Quote the workshop call for papers verbatim, from "Call for Papers" to "24, 2023; 11:59 PM (AoE, UTC-12)".

## Passage given
= = =
2nd Workshop on
Robust Malware Analysis (WoRMA)
July 7, 2023; Delft, The Netherlands
co-located with EuroS&P 2023

Call for Papers

Important Dates

  • Paper submission deadline: March 15, 2023; 11:59 PM (AoE, UTC-12)
  • Acceptance notification: April 30, 2023; 11:59 PM (AoE, UTC-12)
  • Camera ready due: May 15 24, 2023; 11:59 PM (AoE, UTC-12)
  • Workshop date: July 7, 2023

Overview

Malware research is a discipline of information security that aims to provide protection against unwanted and dangerous software. Since the mid-1980s, researchers in this area are leading a technological arms race against creators of malware. Many ideas have been proposed, to varying degrees of effectiveness, from more traditional systems security and program analysis to the use of AI and Machine Learning. Nevertheless, with increased technological complexity and despite more sophisticated defenses, malware’s impact has grown, rather than shrunk. It appears that the defenders are continually reacting to yesterday’s threats, only to be surprised by their today’s minor variations.

This lack of robustness is most apparent in signature matching, where malware is represented by a characteristic substring. The fundamental limitation of this approach is its reliance on falsifiable evidence. Mutating the characteristic substring, i.e., falsifying the evidence, is effective in evading detection, and cheaper than discovering the substring in the first place. Unsurprisingly, the same limitation applies to malware detectors based on machine learning, as long as they rely on falsifiable features for decision-making. Robust malware features are necessary.
= = =
## Material supplied
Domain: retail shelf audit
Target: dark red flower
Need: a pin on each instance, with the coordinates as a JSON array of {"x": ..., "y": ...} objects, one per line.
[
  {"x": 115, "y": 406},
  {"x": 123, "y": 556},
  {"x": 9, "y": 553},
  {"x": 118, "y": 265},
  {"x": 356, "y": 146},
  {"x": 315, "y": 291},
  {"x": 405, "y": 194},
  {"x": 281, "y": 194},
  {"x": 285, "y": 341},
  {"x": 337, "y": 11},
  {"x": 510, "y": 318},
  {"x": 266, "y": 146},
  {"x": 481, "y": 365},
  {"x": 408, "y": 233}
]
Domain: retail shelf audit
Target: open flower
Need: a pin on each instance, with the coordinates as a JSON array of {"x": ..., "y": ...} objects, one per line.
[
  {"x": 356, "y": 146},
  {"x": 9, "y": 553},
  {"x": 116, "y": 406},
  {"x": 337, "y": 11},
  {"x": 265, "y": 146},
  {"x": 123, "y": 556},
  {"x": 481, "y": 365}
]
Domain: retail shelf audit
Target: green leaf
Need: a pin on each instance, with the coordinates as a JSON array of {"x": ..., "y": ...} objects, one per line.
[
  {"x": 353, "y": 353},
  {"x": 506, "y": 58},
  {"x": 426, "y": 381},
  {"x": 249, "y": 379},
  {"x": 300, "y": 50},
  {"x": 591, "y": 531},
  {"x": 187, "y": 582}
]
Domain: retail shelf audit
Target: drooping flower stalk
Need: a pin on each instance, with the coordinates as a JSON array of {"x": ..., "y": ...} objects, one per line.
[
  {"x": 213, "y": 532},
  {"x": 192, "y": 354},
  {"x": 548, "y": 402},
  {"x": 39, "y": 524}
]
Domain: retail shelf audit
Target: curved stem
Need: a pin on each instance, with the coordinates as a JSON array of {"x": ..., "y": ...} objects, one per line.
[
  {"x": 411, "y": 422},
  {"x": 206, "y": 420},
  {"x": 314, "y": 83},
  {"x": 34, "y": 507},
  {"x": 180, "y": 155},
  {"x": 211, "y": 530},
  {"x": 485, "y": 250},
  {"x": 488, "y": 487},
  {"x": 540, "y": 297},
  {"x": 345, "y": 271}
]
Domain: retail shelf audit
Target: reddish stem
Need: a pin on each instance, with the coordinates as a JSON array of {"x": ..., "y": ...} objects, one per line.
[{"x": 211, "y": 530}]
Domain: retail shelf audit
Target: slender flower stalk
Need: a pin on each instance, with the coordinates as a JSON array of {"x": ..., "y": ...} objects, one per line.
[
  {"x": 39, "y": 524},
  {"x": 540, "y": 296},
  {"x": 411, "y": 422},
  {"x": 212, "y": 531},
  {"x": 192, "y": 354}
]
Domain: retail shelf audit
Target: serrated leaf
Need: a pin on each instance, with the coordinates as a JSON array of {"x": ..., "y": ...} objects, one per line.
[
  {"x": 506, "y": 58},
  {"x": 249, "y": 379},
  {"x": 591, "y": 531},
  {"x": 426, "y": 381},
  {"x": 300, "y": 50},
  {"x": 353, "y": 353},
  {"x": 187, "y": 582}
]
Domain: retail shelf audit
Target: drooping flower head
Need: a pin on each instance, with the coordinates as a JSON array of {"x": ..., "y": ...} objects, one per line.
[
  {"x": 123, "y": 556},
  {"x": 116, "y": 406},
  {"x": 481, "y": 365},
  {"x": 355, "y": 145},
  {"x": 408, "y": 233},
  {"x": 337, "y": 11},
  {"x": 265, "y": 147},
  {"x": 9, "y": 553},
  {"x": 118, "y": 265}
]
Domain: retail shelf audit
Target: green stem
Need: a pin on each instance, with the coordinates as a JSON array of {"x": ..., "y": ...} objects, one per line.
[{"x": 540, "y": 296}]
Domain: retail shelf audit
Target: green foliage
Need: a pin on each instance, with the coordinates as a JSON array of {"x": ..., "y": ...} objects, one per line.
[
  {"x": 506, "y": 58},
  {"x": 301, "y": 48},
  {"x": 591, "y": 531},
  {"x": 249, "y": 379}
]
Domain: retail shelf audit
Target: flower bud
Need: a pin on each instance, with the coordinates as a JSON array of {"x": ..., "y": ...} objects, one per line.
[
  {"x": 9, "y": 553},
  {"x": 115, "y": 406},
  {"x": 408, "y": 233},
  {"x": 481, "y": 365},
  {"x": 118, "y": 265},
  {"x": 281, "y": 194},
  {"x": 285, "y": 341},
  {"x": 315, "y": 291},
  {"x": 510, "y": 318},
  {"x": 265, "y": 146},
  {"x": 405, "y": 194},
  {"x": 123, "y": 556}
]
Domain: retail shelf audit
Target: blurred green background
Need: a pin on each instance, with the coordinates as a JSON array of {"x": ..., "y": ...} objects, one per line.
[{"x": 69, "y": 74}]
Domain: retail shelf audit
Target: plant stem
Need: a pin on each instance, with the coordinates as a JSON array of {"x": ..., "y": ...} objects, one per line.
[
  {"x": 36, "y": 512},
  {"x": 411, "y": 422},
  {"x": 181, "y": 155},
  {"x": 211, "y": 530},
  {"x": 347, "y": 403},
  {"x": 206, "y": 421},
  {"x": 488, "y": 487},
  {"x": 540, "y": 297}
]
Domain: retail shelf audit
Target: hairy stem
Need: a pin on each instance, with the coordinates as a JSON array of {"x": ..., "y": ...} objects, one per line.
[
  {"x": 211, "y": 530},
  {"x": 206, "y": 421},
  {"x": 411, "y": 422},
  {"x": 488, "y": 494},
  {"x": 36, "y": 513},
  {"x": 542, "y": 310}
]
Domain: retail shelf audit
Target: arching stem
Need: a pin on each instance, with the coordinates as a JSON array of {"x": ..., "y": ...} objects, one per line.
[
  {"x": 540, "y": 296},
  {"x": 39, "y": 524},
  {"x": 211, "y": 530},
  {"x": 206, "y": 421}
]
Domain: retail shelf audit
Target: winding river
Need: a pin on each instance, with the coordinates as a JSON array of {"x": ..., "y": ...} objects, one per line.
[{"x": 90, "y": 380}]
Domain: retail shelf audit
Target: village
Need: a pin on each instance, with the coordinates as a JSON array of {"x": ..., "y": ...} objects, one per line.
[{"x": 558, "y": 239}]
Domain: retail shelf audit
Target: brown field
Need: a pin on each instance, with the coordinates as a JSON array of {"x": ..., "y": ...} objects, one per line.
= = =
## Complete response
Call for Papers

Important Dates

  • Paper submission deadline: March 15, 2023; 11:59 PM (AoE, UTC-12)
  • Acceptance notification: April 30, 2023; 11:59 PM (AoE, UTC-12)
  • Camera ready due: May 15 24, 2023; 11:59 PM (AoE, UTC-12)